→ **Aim of the task**:
Below are some records; output exactly the lines from the line with "Locate the office" to the line with "Locate the aluminum", both ends kept, and nothing more.

→ **Input for this task**:
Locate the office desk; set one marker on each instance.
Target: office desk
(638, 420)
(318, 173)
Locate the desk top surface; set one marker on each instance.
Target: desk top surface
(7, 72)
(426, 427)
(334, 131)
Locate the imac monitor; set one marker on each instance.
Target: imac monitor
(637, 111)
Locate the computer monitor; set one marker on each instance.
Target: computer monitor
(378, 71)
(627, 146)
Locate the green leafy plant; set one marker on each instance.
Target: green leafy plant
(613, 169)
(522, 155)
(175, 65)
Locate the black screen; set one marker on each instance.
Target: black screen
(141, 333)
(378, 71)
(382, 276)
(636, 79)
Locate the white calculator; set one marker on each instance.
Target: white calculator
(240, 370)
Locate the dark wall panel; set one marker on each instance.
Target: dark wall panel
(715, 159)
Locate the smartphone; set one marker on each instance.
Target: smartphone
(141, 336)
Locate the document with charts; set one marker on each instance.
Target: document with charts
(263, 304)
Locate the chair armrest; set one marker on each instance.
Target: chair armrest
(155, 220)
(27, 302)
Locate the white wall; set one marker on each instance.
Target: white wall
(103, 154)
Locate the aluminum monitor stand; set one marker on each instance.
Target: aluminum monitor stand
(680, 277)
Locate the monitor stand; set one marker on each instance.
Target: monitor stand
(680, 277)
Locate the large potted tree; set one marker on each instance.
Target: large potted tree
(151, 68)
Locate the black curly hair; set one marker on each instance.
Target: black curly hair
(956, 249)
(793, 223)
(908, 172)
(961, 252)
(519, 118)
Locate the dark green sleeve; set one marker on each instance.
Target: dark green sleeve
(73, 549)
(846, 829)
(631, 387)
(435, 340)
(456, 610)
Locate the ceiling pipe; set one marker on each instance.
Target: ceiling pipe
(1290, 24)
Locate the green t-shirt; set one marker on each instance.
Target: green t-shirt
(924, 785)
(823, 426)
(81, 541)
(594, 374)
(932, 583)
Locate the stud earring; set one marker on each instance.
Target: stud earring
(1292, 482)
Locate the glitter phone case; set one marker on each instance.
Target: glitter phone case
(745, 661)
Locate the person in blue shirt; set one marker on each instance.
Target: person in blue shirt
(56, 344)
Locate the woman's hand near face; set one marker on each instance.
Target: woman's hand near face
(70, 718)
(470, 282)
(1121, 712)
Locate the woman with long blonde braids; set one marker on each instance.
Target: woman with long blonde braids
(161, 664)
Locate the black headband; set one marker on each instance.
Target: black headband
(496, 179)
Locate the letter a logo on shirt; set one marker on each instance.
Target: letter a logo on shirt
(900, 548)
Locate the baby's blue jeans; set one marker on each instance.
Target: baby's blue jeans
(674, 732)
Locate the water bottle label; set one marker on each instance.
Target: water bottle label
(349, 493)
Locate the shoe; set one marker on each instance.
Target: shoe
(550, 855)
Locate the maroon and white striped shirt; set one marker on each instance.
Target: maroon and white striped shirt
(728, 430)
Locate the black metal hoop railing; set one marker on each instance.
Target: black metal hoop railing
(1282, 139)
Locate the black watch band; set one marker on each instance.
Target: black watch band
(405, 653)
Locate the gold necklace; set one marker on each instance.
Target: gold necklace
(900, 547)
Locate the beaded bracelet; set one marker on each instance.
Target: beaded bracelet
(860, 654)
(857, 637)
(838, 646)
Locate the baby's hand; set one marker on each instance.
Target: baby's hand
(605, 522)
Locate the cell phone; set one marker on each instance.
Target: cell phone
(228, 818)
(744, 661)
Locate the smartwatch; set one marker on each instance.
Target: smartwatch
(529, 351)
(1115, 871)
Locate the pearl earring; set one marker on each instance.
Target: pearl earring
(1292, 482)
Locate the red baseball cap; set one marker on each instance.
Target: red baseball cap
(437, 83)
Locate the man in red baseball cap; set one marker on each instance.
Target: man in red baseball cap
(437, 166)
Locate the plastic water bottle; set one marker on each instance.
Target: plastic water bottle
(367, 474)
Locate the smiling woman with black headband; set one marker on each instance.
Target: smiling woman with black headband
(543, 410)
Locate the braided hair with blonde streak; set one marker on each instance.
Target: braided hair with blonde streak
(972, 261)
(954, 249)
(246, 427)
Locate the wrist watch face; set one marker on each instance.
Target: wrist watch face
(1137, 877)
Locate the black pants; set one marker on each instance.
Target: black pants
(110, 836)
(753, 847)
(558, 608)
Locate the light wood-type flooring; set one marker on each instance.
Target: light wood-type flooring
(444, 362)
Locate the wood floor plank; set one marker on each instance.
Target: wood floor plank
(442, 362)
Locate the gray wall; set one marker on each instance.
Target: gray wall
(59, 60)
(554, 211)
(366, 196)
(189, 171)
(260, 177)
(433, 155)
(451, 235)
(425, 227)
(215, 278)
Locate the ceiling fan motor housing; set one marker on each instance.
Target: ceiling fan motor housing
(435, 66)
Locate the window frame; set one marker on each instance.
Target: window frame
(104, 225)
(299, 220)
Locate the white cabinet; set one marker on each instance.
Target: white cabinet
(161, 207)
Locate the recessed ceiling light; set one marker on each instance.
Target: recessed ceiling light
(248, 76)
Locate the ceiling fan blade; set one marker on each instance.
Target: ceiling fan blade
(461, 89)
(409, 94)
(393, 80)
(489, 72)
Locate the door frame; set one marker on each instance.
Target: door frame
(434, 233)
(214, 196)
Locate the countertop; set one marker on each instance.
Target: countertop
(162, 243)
--
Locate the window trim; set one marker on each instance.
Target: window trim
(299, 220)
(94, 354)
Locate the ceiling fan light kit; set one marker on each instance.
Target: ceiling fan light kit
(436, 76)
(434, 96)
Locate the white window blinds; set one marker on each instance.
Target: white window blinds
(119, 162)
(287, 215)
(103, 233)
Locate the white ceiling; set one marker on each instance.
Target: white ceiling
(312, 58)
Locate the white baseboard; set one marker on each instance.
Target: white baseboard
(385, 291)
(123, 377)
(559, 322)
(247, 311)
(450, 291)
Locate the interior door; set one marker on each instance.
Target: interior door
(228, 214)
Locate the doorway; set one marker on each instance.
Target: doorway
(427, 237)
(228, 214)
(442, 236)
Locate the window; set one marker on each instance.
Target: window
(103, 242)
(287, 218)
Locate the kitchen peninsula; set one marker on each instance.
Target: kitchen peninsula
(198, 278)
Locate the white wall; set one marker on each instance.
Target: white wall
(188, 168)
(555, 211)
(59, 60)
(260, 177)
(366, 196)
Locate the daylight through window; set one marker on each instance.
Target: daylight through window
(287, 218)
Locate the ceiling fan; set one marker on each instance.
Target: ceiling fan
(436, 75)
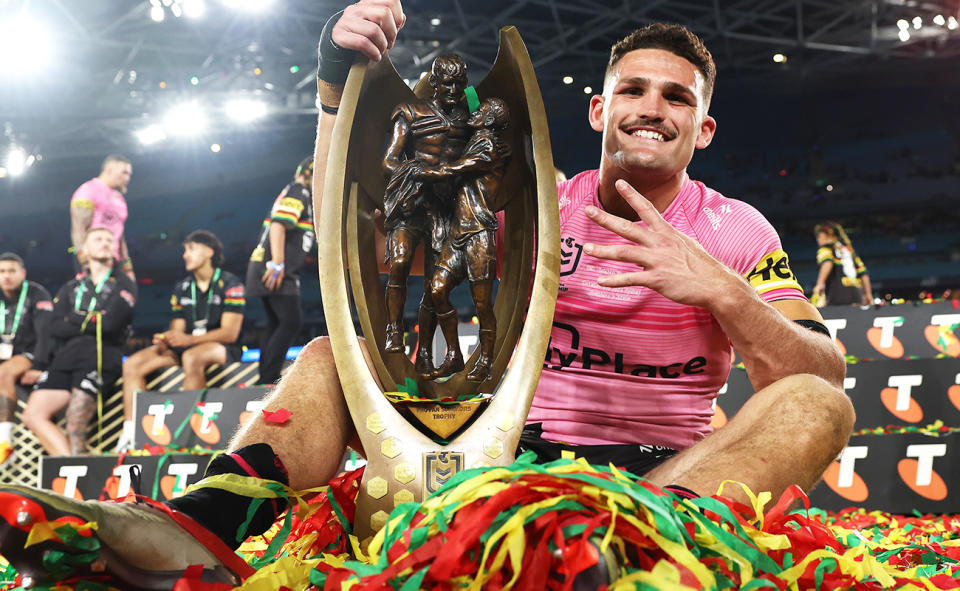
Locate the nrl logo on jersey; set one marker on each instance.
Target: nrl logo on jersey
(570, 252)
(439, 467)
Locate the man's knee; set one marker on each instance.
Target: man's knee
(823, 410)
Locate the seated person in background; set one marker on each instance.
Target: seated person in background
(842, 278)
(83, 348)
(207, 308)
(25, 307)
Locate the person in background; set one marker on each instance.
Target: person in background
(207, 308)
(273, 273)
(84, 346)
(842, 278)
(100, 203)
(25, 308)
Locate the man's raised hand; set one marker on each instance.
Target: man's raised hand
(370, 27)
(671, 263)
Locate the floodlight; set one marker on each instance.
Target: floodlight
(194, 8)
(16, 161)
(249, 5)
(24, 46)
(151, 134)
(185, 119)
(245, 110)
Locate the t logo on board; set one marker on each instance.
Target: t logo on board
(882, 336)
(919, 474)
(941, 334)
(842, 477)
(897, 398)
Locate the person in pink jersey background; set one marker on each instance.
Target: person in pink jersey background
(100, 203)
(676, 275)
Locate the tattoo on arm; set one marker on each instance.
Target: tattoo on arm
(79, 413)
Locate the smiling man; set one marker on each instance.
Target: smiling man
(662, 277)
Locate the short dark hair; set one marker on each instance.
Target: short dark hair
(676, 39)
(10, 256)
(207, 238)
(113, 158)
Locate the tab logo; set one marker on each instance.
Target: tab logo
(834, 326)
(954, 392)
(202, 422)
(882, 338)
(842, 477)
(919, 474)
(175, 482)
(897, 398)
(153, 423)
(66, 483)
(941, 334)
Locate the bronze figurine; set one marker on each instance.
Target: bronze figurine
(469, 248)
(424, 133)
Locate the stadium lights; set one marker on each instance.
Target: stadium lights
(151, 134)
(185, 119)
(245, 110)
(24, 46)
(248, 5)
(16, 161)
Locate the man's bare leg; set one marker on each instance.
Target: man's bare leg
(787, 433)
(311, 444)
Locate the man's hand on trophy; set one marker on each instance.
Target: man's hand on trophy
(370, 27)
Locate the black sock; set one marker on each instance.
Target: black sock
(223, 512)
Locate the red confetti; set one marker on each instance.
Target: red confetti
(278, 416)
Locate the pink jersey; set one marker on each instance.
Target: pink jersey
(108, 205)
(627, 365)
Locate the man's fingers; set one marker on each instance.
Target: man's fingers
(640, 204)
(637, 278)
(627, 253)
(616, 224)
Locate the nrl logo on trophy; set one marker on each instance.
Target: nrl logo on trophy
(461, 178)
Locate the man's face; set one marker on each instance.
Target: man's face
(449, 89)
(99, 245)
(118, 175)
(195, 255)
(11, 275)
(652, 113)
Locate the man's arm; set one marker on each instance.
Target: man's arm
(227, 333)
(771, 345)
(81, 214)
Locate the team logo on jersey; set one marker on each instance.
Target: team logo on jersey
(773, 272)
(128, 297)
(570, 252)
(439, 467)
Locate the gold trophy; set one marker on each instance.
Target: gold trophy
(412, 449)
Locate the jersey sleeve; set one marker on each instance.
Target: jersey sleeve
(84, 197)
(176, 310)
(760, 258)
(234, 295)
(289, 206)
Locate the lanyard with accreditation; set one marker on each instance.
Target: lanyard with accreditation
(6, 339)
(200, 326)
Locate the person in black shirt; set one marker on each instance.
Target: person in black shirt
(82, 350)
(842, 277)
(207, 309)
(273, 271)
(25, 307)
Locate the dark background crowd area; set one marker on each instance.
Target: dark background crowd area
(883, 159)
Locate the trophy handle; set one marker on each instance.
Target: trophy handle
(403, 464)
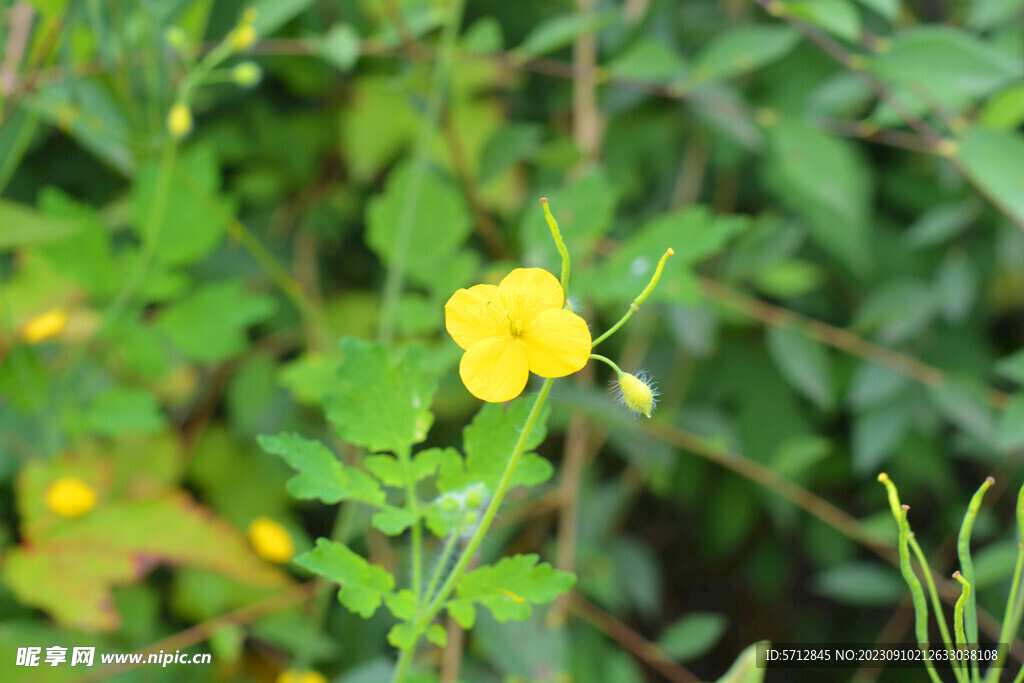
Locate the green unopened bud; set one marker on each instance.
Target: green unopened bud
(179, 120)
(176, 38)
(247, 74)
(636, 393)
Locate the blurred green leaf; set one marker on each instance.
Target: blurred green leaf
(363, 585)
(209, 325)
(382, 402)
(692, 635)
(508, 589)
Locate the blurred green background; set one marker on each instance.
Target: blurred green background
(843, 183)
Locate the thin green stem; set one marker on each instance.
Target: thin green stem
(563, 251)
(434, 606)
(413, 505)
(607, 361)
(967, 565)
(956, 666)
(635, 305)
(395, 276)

→ **Completed exercise**:
Locate the office desk; set one marker on each instance.
Target: office desk
(638, 420)
(318, 173)
Locate the desk top surface; set one marker on each instance.
Target: desk top surface
(7, 72)
(426, 427)
(334, 131)
Locate the imac monitor; set one marker on each instance.
Target: imac monitor
(637, 111)
Locate the computer monitor; set one marker on each instance.
Target: computer monitor
(378, 71)
(627, 146)
Locate the green leafy plant; set one marker on each instance.
Target: green leafy plant
(613, 169)
(522, 155)
(175, 65)
Locate the black screen; set one marker on each instance.
Target: black screen
(141, 333)
(378, 71)
(382, 276)
(636, 79)
Locate the white calculator; set one marker on each instance.
Target: white calculator
(240, 370)
Locate the dark wall panel; set one marker on each instance.
Target: dark wall panel
(715, 159)
Locate the smartphone; set one marker on each instance.
Target: smartphone
(141, 336)
Locate the document with charts; set one marker on each instance.
Target: document with charts
(263, 304)
Locate the chair armrest; set one marker on each instance.
Target: chair armrest
(155, 220)
(27, 302)
Locate the white wall; set one marker on each instance.
Target: white wall
(103, 154)
Locate the aluminum monitor stand; set one marker on each instance.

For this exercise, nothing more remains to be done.